A debatable dinner could contain any one of the following foods:
- Cube steak
- Any vegetable other than green beans, canned zucchini in tomato sauce, or corn – mixed vegetables being the absolute worst choice possible (salad was acceptable)
- Certain preparations of pork chops
- Most kinds of soup (exceptions: Campbell’s tomato, Lipton chicken noodle)
- Anything overcooked to the point of dryness or mushiness
- Anything rendered cold by hesitation to eat (reheating was forbidden)
- Numerous other variables depending upon children’s moods
Production of any of the above unfailingly resulted in:
- Children not eating everything
- Angry father glaring/yelling at children
- Mother giving father dirty look for saying there would be no trick-or-treating, making children cry, ruining Halloween
- Argument between mother and father over dirty look for ruining of Halloween
- My mother learned after a few years that, if she wanted a peaceful evening that did
- include trying to scrub facepaint mixed with tears out of shirts, she had to make a dinner everyone would eat without objection. From that year on, it was spaghetti and meatballs with salad every October 31st.
- Halloween dinner was earlier than most other nights of the year; we were at the table by 5:30, latest. There was none of this trick-or-treating at 4pm. No, it was long dark and at least 7pm before we headed out. We had to be back by 9. Dad was always the one who took us out; that’s why he had no problem with cancelling the whole event for vegetable-related offenses. We ate at a table covered in a fun, cartoonish tablecloth: a black background with orange and green and purple and white and yellow ghosts, goblins, pumpkins, witches and spider webs. Once the dishes were done (and some years Mom did them to cut down on the drama), we high-tailed it upstairs to get in our gear.
- Some of the costumes I remember donning:
- Tweety Bird (age 5 – this was the year Sister 1 was Strawberry Shortcake and spooked at the first house we went to when she saw Frankenstein, which sent her screaming back to our house, never to come out again)
- Slot machine (age 9)
- Cleaning lady (age 10)
- Hobo (age 11)
- Mime (age 12)
- Punk rocker (age 13 – my last year begging for candy)
- Charlie Chaplin (age 16, for a party)
My mother would want me to tell you that when I was nine, I was actually a one-armed bandit. She would want me to tell you this because she created the costumes that year, the same one for all three of us, and it meant covering boxes with aluminum foil, cutting out a slot and using a toilet paper roll with pictures of fruit glued onto it as a jackpot roll, and — this is the key part — cutting a hole in the side of the box so we could stick one arm out to function as the lever. The other arm stayed in the box so that, if anyone pulled the lever, we could use that hand to spin the toilet paper roll. AND… (major, major detail for Mom) we wore bandit masks.
Get it? One-armed bandits.
Twenty-five years. She’s still talking about it.
My favorite part of that year was when a five-year-old Sister 2 tripped and fell flat on her front, and got stuck there because she only had one available arm and it was too short to reach around the box to the ground, and her knees were inside the box so she had no leverage. She just flailed while my father and Sister 1 and I laaaaughed and laaaaughed and laaaughed. Then she cried and my father said, “Oh, knock it off,” and picked her up.

• **Exercise requirements**:
1 – Return, word for word, the part of the Halloween passage starting with "A debatable dinner" and going on through "(reheating was forbidden)".
2 – Answer these questions from the Halloween passage:
(a) By what time was the family at the table for Halloween dinner at the latest?
(b) What costume did the writer wear at age 11?
(c) What was glued onto the toilet paper roll used as the jackpot roll?
None of the items is needed for this work.

• **Provided information**:

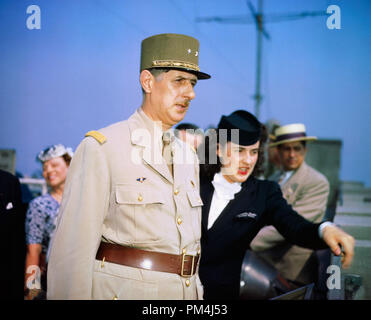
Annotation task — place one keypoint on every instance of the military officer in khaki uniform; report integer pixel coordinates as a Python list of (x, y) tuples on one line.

...

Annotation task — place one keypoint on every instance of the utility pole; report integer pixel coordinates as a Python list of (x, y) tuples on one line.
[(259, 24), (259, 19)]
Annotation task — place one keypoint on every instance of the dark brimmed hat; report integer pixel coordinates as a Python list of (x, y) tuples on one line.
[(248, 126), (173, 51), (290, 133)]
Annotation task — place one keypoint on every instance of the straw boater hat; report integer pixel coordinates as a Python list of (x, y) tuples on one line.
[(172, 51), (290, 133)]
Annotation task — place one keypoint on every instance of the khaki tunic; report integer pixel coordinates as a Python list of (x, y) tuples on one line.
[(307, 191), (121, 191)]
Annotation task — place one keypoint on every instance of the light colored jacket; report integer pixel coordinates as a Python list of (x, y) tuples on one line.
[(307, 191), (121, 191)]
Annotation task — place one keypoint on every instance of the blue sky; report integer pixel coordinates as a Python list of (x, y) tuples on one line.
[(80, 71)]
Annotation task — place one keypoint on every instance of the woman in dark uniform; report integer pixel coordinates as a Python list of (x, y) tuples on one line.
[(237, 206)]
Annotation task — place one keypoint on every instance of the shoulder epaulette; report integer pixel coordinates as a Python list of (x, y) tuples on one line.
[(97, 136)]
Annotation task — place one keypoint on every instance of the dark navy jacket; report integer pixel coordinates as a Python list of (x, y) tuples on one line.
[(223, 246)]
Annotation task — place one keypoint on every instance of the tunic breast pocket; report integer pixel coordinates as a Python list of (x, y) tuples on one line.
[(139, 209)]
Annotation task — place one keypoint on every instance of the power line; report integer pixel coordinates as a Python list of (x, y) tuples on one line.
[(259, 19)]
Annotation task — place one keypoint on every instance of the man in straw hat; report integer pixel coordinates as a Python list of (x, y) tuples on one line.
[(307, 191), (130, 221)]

* * *

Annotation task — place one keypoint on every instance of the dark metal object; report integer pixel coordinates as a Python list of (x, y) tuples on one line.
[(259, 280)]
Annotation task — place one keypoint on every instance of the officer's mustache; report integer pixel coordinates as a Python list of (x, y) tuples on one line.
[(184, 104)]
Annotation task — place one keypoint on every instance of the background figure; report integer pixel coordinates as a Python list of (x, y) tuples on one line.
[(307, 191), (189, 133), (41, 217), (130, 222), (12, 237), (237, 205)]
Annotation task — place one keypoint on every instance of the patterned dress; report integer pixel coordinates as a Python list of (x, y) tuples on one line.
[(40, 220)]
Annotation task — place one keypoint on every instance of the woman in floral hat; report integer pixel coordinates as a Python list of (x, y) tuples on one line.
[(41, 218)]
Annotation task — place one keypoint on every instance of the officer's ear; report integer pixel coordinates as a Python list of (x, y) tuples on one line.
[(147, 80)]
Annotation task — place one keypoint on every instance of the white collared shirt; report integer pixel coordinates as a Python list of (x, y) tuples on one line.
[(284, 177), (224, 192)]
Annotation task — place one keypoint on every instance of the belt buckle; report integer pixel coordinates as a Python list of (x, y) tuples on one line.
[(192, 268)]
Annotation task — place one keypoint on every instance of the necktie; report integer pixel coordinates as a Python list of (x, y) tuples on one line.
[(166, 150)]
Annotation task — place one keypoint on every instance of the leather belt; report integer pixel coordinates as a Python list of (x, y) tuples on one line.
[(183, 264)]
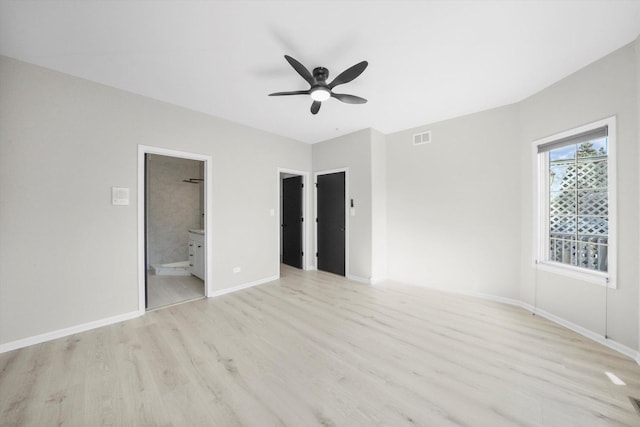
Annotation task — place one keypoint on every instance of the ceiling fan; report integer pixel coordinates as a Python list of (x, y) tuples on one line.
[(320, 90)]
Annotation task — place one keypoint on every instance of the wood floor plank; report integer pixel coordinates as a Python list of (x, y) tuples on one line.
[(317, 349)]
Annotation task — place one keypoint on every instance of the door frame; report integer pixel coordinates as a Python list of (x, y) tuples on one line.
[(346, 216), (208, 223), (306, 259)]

• **Answers to the tasks**:
1 –
A debatable dinner could contain any one of the following foods:
- Cube steak
- Any vegetable other than green beans, canned zucchini in tomato sauce, or corn – mixed vegetables being the absolute worst choice possible (salad was acceptable)
- Certain preparations of pork chops
- Most kinds of soup (exceptions: Campbell’s tomato, Lipton chicken noodle)
- Anything overcooked to the point of dryness or mushiness
- Anything rendered cold by hesitation to eat (reheating was forbidden)

2 –
(a) 5:30
(b) A hobo
(c) Pictures of fruit